## Material provided

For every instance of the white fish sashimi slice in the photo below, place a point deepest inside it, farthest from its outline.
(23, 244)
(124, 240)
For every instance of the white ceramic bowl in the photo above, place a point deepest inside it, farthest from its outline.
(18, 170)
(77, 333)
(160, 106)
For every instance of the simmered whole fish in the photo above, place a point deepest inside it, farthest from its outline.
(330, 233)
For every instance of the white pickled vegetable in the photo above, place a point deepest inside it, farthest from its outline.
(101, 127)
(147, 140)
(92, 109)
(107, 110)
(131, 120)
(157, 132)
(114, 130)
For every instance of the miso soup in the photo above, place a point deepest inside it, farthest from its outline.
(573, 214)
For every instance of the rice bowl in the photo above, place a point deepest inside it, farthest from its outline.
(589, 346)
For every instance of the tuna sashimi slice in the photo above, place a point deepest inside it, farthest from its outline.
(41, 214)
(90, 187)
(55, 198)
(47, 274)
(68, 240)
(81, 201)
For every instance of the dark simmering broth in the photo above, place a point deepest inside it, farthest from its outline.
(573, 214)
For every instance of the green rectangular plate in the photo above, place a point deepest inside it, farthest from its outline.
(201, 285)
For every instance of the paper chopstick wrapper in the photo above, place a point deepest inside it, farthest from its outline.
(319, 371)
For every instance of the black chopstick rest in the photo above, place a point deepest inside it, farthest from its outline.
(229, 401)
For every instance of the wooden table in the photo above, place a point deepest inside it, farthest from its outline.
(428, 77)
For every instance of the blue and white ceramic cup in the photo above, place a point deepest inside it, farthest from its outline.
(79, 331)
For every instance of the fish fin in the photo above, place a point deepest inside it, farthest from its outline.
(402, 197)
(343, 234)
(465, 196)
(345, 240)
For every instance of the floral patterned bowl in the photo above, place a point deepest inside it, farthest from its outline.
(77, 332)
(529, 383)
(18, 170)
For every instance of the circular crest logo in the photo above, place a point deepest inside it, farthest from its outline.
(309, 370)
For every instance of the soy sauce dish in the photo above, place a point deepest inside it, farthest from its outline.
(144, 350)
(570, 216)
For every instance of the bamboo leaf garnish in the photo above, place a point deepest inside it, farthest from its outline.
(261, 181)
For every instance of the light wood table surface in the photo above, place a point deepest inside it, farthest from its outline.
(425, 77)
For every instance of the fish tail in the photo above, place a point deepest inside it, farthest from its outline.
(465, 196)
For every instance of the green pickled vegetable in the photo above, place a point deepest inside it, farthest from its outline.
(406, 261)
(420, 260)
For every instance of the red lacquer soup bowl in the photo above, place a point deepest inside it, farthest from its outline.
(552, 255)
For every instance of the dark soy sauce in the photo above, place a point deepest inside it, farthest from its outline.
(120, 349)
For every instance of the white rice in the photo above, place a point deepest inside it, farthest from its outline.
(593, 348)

## Short exercise
Only the lines from the one containing "For every instance of the wooden" through the end of the entries above belong in the answer; repeat them exactly.

## Output for this exercise
For every instance of the wooden table in the photo above, place a point deepest inside it, farthest from its outline.
(428, 77)
For every instance of the blue and white ceramic cup in the photo above, place a point deepest inside it, farthest from its outline.
(79, 331)
For every instance of the fish fin in the photo above, place a point deepest inside it, farthest from its outline.
(402, 197)
(343, 234)
(465, 196)
(345, 240)
For every instance of the floral patterned bowl in the photo above, place a point deepest inside it, farthest from its outline.
(77, 332)
(529, 383)
(18, 170)
For every instance of the circular crest logo in the photo above, place a point deepest inside it, farthest from its outline.
(309, 370)
For every instance of the soy sauce dish in the photo above, place a point deepest inside it, farthest from its outline.
(144, 350)
(570, 216)
For every instance of the bamboo leaf garnish in the photo above, place a point deepest inside it, farthest from its outline.
(261, 181)
For every instance of the light wood table surface in the photo above, place a point deepest inside it, farthest from its outline.
(425, 77)
For every instance of the fish tail in the photo above, place a point deepest inside it, farthest from its outline.
(465, 196)
For every instance of the green pickled vegetable in the photo above, place a point deepest inside it, farthest from its outline.
(406, 261)
(420, 260)
For every instance of the red lacquer soup bowl in the photo above, place a point deepest inside it, farthest from its outline.
(552, 255)
For every instance of the dark soy sauce in the photo above, place a point deepest inside it, farthest from its outline.
(120, 349)
For every instance of the white rice in the photo above, place a point deepest inside it, farthest from its outline.
(593, 348)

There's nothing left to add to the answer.